**SET EXERCISE**
From the records below, pull out and copy verbatim every line from the one containing "segment stair shadow, all instances" through the one containing "Return the outline of every instance of the stair", including both of those lines.

--

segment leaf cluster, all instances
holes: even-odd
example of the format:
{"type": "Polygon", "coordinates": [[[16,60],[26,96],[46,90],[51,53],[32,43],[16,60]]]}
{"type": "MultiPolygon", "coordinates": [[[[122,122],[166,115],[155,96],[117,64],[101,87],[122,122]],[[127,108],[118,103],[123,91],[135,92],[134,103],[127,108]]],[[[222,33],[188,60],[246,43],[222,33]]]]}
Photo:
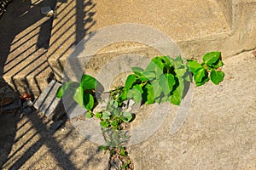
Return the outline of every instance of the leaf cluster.
{"type": "Polygon", "coordinates": [[[224,80],[224,73],[221,71],[223,65],[220,52],[206,54],[203,56],[201,64],[195,60],[188,60],[188,66],[193,74],[196,86],[201,86],[210,79],[214,84],[218,85],[224,80]]]}

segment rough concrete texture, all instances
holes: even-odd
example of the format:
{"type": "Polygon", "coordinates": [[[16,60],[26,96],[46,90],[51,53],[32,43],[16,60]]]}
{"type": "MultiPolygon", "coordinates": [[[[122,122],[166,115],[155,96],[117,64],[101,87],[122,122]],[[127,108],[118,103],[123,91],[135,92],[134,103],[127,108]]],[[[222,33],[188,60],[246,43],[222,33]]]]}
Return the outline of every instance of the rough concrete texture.
{"type": "Polygon", "coordinates": [[[50,18],[41,14],[45,1],[12,1],[0,20],[0,76],[21,94],[38,95],[52,74],[46,52],[50,18]]]}
{"type": "Polygon", "coordinates": [[[52,133],[42,113],[0,115],[1,169],[107,169],[108,155],[69,122],[52,133]]]}
{"type": "MultiPolygon", "coordinates": [[[[156,133],[129,148],[137,170],[256,169],[256,57],[247,52],[224,62],[224,81],[194,88],[176,134],[169,133],[173,106],[156,133]]],[[[147,116],[138,113],[131,128],[147,116]]],[[[42,113],[0,114],[0,168],[108,169],[108,155],[69,121],[54,134],[51,123],[42,113]]]]}
{"type": "Polygon", "coordinates": [[[219,86],[194,89],[176,134],[170,135],[174,107],[154,135],[131,147],[137,169],[256,169],[256,58],[243,53],[224,64],[219,86]]]}
{"type": "MultiPolygon", "coordinates": [[[[67,58],[76,43],[83,38],[90,41],[100,28],[123,23],[144,24],[158,29],[173,39],[188,58],[198,58],[214,50],[221,51],[226,58],[255,48],[255,1],[229,0],[58,3],[49,61],[61,80],[67,58]]],[[[103,48],[98,54],[99,58],[104,54],[116,56],[120,52],[147,48],[145,44],[116,43],[103,48]]]]}
{"type": "Polygon", "coordinates": [[[43,112],[49,120],[58,121],[65,114],[61,99],[56,97],[61,87],[59,82],[52,80],[43,93],[37,98],[34,107],[43,112]]]}
{"type": "MultiPolygon", "coordinates": [[[[13,1],[0,20],[1,76],[20,94],[38,96],[54,76],[61,81],[67,58],[80,40],[88,42],[95,31],[122,23],[160,30],[188,58],[212,50],[225,58],[255,48],[255,0],[13,1]],[[56,8],[54,18],[42,15],[45,6],[56,8]]],[[[148,48],[136,42],[111,47],[99,54],[148,48]]]]}

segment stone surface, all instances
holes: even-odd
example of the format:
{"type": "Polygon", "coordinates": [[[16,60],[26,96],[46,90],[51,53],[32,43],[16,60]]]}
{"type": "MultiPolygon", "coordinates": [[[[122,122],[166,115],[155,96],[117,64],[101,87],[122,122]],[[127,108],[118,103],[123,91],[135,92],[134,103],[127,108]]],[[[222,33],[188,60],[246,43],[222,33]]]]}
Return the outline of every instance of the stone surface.
{"type": "MultiPolygon", "coordinates": [[[[90,41],[95,31],[111,25],[154,27],[172,38],[188,58],[212,50],[227,58],[255,48],[255,0],[15,1],[8,8],[0,20],[0,73],[20,94],[32,97],[54,76],[61,80],[67,58],[79,42],[90,41]],[[40,9],[46,6],[55,9],[55,19],[42,15],[40,9]]],[[[129,53],[149,57],[157,54],[145,44],[111,44],[91,60],[89,72],[129,53]]]]}
{"type": "Polygon", "coordinates": [[[60,86],[60,83],[51,81],[33,105],[53,121],[58,121],[65,114],[62,100],[55,96],[60,86]]]}
{"type": "Polygon", "coordinates": [[[49,13],[50,13],[50,11],[51,11],[50,7],[42,7],[41,8],[42,14],[47,15],[49,13]]]}
{"type": "MultiPolygon", "coordinates": [[[[131,147],[136,169],[256,168],[256,58],[249,52],[224,62],[224,82],[194,88],[177,133],[170,134],[174,107],[154,135],[131,147]]],[[[147,111],[132,123],[145,116],[147,111]]]]}

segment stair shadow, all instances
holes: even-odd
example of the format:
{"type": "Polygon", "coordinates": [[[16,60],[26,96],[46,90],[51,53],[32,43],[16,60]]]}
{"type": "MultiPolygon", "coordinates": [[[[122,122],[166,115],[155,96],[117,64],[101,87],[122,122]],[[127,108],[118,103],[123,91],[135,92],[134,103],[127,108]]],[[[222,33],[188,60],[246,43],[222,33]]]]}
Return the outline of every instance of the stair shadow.
{"type": "MultiPolygon", "coordinates": [[[[60,0],[58,2],[62,3],[68,3],[66,0],[60,0]]],[[[49,69],[51,71],[48,62],[48,56],[54,54],[55,52],[54,51],[51,54],[48,54],[47,51],[50,46],[55,46],[57,44],[53,42],[49,45],[50,37],[53,34],[52,23],[54,18],[49,17],[45,20],[44,16],[40,13],[40,8],[51,6],[52,8],[55,8],[56,3],[56,0],[25,0],[24,3],[20,3],[20,1],[12,1],[8,6],[7,12],[0,18],[0,77],[2,78],[4,76],[10,77],[10,81],[9,80],[8,82],[12,83],[15,90],[20,94],[28,93],[33,96],[34,92],[31,88],[32,84],[37,86],[38,94],[44,90],[40,86],[40,80],[38,77],[40,76],[45,70],[49,69]],[[42,20],[44,20],[44,22],[42,22],[42,20]],[[42,23],[38,24],[39,22],[42,23]],[[35,26],[31,27],[31,26],[33,25],[35,26]],[[26,62],[26,65],[23,65],[26,62]],[[24,77],[22,77],[22,84],[19,84],[15,78],[16,76],[21,72],[26,72],[26,74],[24,77]],[[28,77],[32,75],[33,76],[33,82],[28,80],[28,77]]],[[[95,13],[84,11],[85,6],[91,4],[90,0],[86,2],[77,0],[77,5],[75,7],[77,11],[75,16],[76,22],[73,25],[76,26],[75,31],[73,32],[73,35],[66,35],[64,33],[57,37],[57,39],[60,39],[61,37],[67,37],[65,41],[68,42],[70,41],[69,37],[75,35],[75,41],[60,54],[59,58],[66,54],[66,52],[67,52],[73,45],[77,44],[82,40],[90,27],[95,24],[96,21],[93,21],[92,19],[95,13]],[[86,17],[87,19],[84,20],[84,18],[86,17]],[[92,24],[85,26],[89,22],[92,24]]],[[[93,5],[91,6],[93,8],[93,5]]],[[[59,12],[64,13],[67,11],[59,12]]],[[[61,20],[66,19],[67,18],[64,17],[61,20]]],[[[70,27],[73,26],[70,26],[70,27]]],[[[65,42],[65,41],[63,42],[65,42]]],[[[52,71],[48,75],[48,77],[45,77],[48,82],[50,82],[53,78],[52,71]]],[[[20,152],[30,140],[35,138],[35,135],[41,136],[43,139],[39,139],[27,149],[27,150],[23,152],[17,161],[12,162],[9,169],[20,169],[44,144],[46,144],[47,147],[50,149],[49,150],[62,169],[77,169],[77,167],[70,160],[70,155],[63,151],[61,145],[55,139],[53,134],[49,133],[46,125],[43,123],[42,118],[38,117],[36,114],[30,114],[26,116],[28,120],[25,122],[24,124],[18,126],[20,119],[22,119],[24,116],[19,112],[9,116],[13,117],[9,117],[7,120],[6,113],[0,116],[1,122],[3,122],[3,123],[0,124],[0,148],[4,148],[5,150],[4,152],[1,151],[0,169],[10,159],[14,156],[17,156],[15,153],[20,152]],[[19,142],[26,133],[31,132],[32,129],[27,129],[20,138],[16,138],[17,131],[26,126],[28,122],[32,123],[33,128],[37,130],[37,133],[34,136],[32,135],[27,139],[27,141],[23,143],[16,152],[11,154],[13,145],[19,142]],[[9,130],[5,131],[5,129],[9,130]],[[2,133],[4,131],[7,133],[2,133]],[[45,138],[47,142],[45,142],[45,138]]],[[[91,159],[92,158],[90,157],[87,162],[90,162],[91,159]]]]}

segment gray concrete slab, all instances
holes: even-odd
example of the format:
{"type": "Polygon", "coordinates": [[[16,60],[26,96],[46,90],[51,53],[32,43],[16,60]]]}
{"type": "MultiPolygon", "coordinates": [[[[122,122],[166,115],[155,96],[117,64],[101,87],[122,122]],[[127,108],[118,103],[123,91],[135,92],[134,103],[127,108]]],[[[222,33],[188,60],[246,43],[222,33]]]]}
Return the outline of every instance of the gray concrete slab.
{"type": "Polygon", "coordinates": [[[174,107],[154,135],[131,147],[136,169],[256,168],[256,58],[248,52],[224,62],[224,81],[194,88],[177,133],[170,134],[174,107]]]}

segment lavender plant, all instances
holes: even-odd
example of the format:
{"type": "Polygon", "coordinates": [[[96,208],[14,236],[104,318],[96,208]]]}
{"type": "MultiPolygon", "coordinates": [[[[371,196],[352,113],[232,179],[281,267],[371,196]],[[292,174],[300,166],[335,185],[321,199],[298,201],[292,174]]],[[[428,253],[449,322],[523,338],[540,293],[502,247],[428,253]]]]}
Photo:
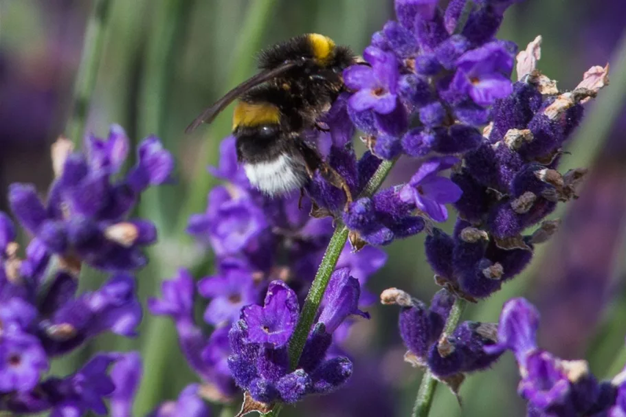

--

**RESULT**
segment stair shadow, all instances
holes: even-odd
example of the format:
{"type": "Polygon", "coordinates": [[[16,60],[26,96],[46,90],[51,53],[32,43],[16,60]]]}
{"type": "MultiPolygon", "coordinates": [[[[122,122],[166,115],[155,96],[117,64],[101,87],[122,122]],[[127,108],[118,103],[123,91],[135,92],[134,103],[127,108]]],[[[222,33],[188,60],[246,43],[222,33]]]]}
Return the outline of every instance of the stair shadow.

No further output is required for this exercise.